REQUIRED ACTIONS.
**1)** Decide whether each statement agrees with the text on creating a pipeline, answering yes or no and quoting the deciding words: (a) Direct Execution is the recommended option; (b) ontologies need to be listed only when extraction is used; (c) a pipeline runs classification plugins before source plugins.
**2)** Carry on the text on creating a pipeline from its final line.

TEXT FOR ANALYSIS.
+++++

Create a Pipeline

Create a Pipeline

Goal: Configure and execute document processing pipelines

Prerequisites:


Overview

A pipeline combines plugins and ontologies into a reusable document processing workflow. When executed, the pipeline runs plugins in the correct order: source → classification → extraction → aggregation.

Two execution options:

  1. Pipeline Execution (recommended) - Create a reusable pipeline configuration
  2. Direct Execution - Specify plugin_ids directly (for quick testing)

Step 1: Gather Your Components

List Your Plugins

GET /api/v1/plugins
Authorization: Bearer <your-jwt-token>

Response:

{
  "count": 3,
  "plugins": [
    {
      "plugin_id": "01HQZX1A2B3C4D5E6F7G8H9J0K",
      "name": "Gmail Source Plugin",
      "plugin_type": "source"
    },
    {
      "plugin_id": "01HQZX3K4M2N5P7Q8R9S0T1U2V",
      "name": "Invoice Classifier",
      "plugin_type": "classification"
    },
    {
      "plugin_id": "01HQZX5W6X7Y8Z9A0B1C2D3E4F",
      "name": "Invoice Data Extractor",
      "plugin_type": "extraction"
    }
  ]
}

List Your Ontologies (if using extraction)

GET /api/v1/ontologies
Authorization: Bearer <your-jwt-token>

Response:

{
  "count": 1,
  "ontologies": [
    {
      "ontology_id": "01HQZY1M2N3P4Q5R6S7T8U9V0W",
      "name": "Invoice Ontology"
    }
  ]
}

Step 2: Create a Pipeline

POST /api/v1/pipelines
Authorization: Bearer <your-jwt-token>
Content-Type: application/json

{
  "name": "Invoice Processing Pipeline",
  "description": "Ingest, classify, and extract invoice data from Gmail",
  "plugin_ids": [
    "01HQZX1A2B3C4D5E6F7G8H9J0K",
    "01HQZX3K4M2N5P7Q8R9S0T1U2V",
    "01HQZX5W6X7Y8Z9A0B1C2D3E4F"
  ],
  "ontology_catalogs_ids": [
    "01HQZY1M2N3P4Q5R6S7T8U9V0W"
  ]
}

Response:

{
  "pipeline_id": "01HR001A2B3C4D5E6F7G8H9J0K",
  "name": "Invoice Processing Pipeline",
  "message": "Pipeline created successfully"
}

Step 3: Execute the Pipeline

POST /api/v1/jobs/from-pipeline
Authorization: Bearer <your-jwt-token>
Content-Type: application/json

{
  "pipeline_id": "01HR001A2B3C4D5E6F7G8H9J0K"
}

Response:

{
  "job_ids": ["01HQZZ8P9Q0R1S2T3U4V5W6X7Y"],
  "message": "Execution started for 1 job(s)"

+++++

PROVIDED INFORMATION.
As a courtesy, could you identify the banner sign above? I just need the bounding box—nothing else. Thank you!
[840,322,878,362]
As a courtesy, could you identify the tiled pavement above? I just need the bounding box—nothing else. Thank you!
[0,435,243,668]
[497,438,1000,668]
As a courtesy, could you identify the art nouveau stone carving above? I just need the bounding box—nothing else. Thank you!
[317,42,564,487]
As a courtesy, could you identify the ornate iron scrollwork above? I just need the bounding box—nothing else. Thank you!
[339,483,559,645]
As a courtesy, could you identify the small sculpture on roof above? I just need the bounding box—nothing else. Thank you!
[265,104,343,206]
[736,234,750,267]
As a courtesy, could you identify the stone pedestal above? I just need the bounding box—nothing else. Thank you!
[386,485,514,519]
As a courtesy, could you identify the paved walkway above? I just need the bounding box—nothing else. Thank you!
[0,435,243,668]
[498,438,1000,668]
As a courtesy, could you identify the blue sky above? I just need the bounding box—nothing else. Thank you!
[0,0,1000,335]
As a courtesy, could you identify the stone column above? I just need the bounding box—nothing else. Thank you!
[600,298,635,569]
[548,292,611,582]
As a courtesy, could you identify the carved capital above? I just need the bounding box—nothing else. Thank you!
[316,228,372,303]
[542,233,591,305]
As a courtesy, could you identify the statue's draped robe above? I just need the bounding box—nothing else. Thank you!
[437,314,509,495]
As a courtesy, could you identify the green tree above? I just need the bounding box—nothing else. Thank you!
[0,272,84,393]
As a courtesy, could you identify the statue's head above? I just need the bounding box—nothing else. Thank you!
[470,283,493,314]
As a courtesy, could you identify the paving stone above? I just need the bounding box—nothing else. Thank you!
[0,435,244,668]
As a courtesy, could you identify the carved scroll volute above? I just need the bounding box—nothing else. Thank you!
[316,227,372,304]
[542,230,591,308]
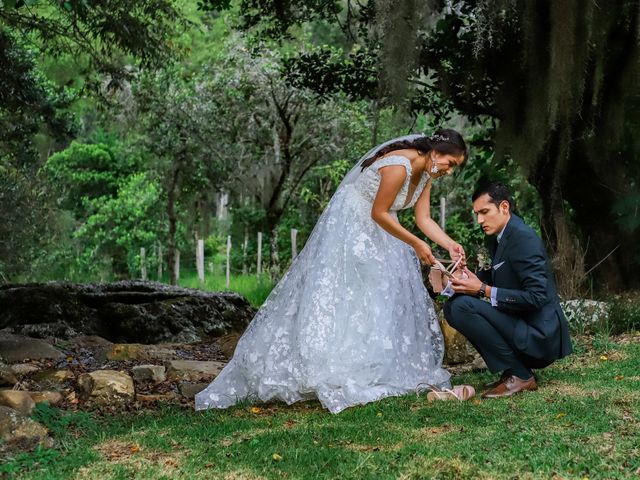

+++++

SOLVED PROBLEMS.
**1)**
(a) No: "Pipeline Execution (recommended)"
(b) Yes: "List Your Ontologies (if using extraction)"
(c) No: "source → classification → extraction → aggregation"

**2)**
}

Save the job_id to monitor progress.


Step 4: Monitor Job Status

Poll the status endpoint:

GET /api/v1/jobs/01HQZZ8P9Q0R1S2T3U4V5W6X7Y
Authorization: Bearer <your-jwt-token>

Running:

{
  "job_id": "01HQZZ8P9Q0R1S2T3U4V5W6X7Y",
  "status": "running",
  "current_plugin": "Invoice Classifier",
  "progress": "2/3 plugins executed",
  "started_at": "2025-10-28T10:30:00Z"
}

Completed:

{
  "job_id": "01HQZZ8P9Q0R1S2T3U4V5W6X7Y",
  "status": "completed",
  "documents_processed": 15,
  "documents_with_labels": 12,
  "documents_with_data": 12,
  "execution_time_seconds": 45.2,
  "started_at": "2025-10-28T10:30:00Z",
  "completed_at": "2025-10-28T10:30:45Z"
}

Failed:

{
  "job_id": "01HQZZ8P9Q0R1S2T3U4V5W6X7Y",
  "status": "failed",
  "error": "Plugin 'Invoice Classifier' failed: LLM API rate limit exceeded",
  "failed_plugin": "Invoice Classifier",
  "started_at": "2025-10-28T10:30:00Z",
  "failed_at": "2025-10-28T10:30:23Z"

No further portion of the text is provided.